▶ [Reading text]:
::::::

Magnitude of velocity

Question

A car travels around a circular track with a radius of $r=250m$. When it is at point $A$ then $V_a=5m/s$ which increases at a rate of $\dot{v}=(0.06t)m/s$. Determine the magnitude of its velocity and its acceleration when it is $1/3$ around the track. My distance in this situation is obviously $524m$.

Asked this question earlier and while the answerer was extremely helpful the answer he gave me was incorrect or at least didn't give the answer my tutor is looking for. (I don't mean to appear ungrateful for the attempted help in my earlier question the gentleman was extremely helpful and nice.)

Help please

Answer 1

Hint: The acceleration would be the vector sum of the tangential and radial one, i.e $$|a|=\sqrt{(\frac{v^2}{r})^2+(\frac{dv}{dt})^2}$$ Now you have $a(t)=0.06t$, can you find $v(t)$? and subsequently $x(t)$? then you know $x=524m$, find t from this and then find v at that t and find |a| by the above relation.

Answer 2

Since the car undergoes pure circular motion ("pure" referring to the fact that it remains on a circular trajectory), we can specify its motion completely by the position along the path and the (tangential) speed.

::::::

▶ [Exercise material]:
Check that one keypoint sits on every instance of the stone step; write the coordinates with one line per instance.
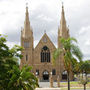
(47, 88)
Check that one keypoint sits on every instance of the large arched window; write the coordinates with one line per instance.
(45, 54)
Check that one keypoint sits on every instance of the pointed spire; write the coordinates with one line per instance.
(62, 23)
(27, 23)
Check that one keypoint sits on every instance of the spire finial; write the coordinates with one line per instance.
(26, 4)
(44, 31)
(62, 5)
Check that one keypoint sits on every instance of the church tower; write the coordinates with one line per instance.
(63, 31)
(27, 42)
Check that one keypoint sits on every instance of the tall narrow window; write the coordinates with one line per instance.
(37, 71)
(45, 54)
(26, 44)
(53, 72)
(26, 57)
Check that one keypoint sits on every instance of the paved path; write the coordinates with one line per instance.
(58, 89)
(46, 84)
(47, 88)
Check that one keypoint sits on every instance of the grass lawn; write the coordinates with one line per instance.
(73, 84)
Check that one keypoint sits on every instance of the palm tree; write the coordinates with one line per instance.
(71, 51)
(22, 79)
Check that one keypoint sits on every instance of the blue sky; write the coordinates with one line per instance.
(45, 15)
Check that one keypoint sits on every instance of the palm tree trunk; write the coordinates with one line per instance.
(68, 81)
(84, 86)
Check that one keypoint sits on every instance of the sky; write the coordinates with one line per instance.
(45, 15)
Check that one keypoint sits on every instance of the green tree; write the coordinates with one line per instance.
(85, 69)
(22, 79)
(71, 51)
(11, 77)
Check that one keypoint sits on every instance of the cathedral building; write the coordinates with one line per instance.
(41, 57)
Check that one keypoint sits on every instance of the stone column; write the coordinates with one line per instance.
(58, 81)
(51, 80)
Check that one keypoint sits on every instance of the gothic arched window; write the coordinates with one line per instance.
(45, 54)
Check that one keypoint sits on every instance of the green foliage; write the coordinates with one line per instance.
(11, 77)
(71, 53)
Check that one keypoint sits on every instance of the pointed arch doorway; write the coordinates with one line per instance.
(45, 75)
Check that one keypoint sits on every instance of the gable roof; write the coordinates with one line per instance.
(42, 40)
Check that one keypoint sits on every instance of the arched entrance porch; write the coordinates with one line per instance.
(45, 75)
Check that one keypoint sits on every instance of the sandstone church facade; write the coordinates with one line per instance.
(40, 57)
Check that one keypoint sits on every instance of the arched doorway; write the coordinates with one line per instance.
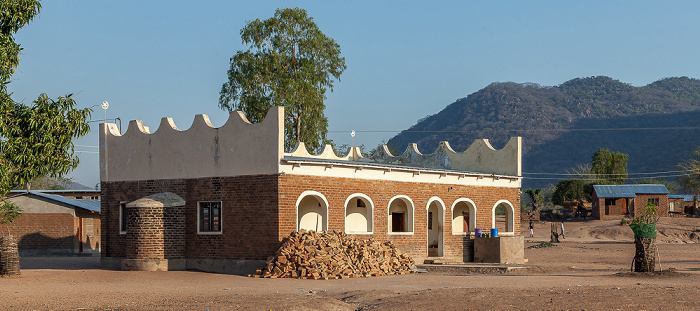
(435, 223)
(463, 216)
(503, 217)
(312, 211)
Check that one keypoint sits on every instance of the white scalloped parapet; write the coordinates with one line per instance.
(480, 157)
(236, 148)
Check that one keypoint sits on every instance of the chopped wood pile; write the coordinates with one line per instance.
(9, 257)
(334, 255)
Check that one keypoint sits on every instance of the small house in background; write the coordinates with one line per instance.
(52, 224)
(223, 199)
(617, 201)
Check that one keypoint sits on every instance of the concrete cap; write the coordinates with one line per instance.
(163, 199)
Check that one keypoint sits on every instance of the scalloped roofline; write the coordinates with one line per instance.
(242, 148)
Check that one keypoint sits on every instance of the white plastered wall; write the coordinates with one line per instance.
(312, 211)
(358, 220)
(236, 148)
(459, 206)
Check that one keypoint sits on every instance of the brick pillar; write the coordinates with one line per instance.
(149, 230)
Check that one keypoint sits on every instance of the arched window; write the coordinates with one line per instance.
(435, 226)
(400, 215)
(359, 209)
(503, 217)
(463, 216)
(312, 211)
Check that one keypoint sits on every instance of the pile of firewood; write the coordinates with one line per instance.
(334, 255)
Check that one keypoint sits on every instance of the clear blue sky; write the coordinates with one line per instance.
(406, 59)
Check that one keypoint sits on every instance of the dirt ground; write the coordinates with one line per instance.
(589, 270)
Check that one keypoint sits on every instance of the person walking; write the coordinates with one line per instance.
(561, 225)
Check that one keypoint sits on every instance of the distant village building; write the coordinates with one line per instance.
(682, 205)
(53, 224)
(222, 199)
(617, 201)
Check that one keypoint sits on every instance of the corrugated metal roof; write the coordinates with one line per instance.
(628, 191)
(90, 205)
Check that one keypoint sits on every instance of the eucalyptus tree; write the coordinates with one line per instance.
(610, 167)
(289, 62)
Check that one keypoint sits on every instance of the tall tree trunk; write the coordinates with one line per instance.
(645, 254)
(299, 127)
(9, 256)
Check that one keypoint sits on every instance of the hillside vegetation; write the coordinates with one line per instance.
(558, 123)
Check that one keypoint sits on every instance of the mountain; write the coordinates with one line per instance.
(563, 125)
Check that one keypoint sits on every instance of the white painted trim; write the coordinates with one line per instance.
(388, 211)
(221, 218)
(472, 213)
(122, 209)
(371, 206)
(376, 172)
(512, 218)
(317, 195)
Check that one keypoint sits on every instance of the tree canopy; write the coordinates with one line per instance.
(289, 63)
(35, 140)
(610, 167)
(690, 181)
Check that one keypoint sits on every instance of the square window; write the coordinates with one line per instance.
(122, 218)
(209, 216)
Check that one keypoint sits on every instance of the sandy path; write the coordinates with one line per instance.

::::::

▶ [Set problem 1]:
List every numerical value stated in the Question section of the circular-motion thread.
▶ [Set problem 2]:
Rewrite the entries from the line that contains "Check that one keypoint sits on every instance of the tree" through the end of the entries, changing "keypoint" to "marker" and leaving everything else unchanged.
The text and the entries have no connection to each other.

▶ [Final answer 1]:
- 250 m (radius of the track)
- 5 m/s (speed at point A)
- (0.06t) m/s (rate at which the speed increases)
- 1/3 (fraction of the way around the track)
- 524 m (distance)

▶ [Final answer 2]:
Check that one marker sits on every instance of the tree canopy; write the coordinates with one line per instance.
(289, 63)
(35, 140)
(610, 167)
(690, 181)
Check that one marker sits on every instance of the square window; write the coordinates with one line per instance.
(122, 218)
(209, 216)
Check that one marker sits on every instance of the sandy path; write the coordinates with one line per instance.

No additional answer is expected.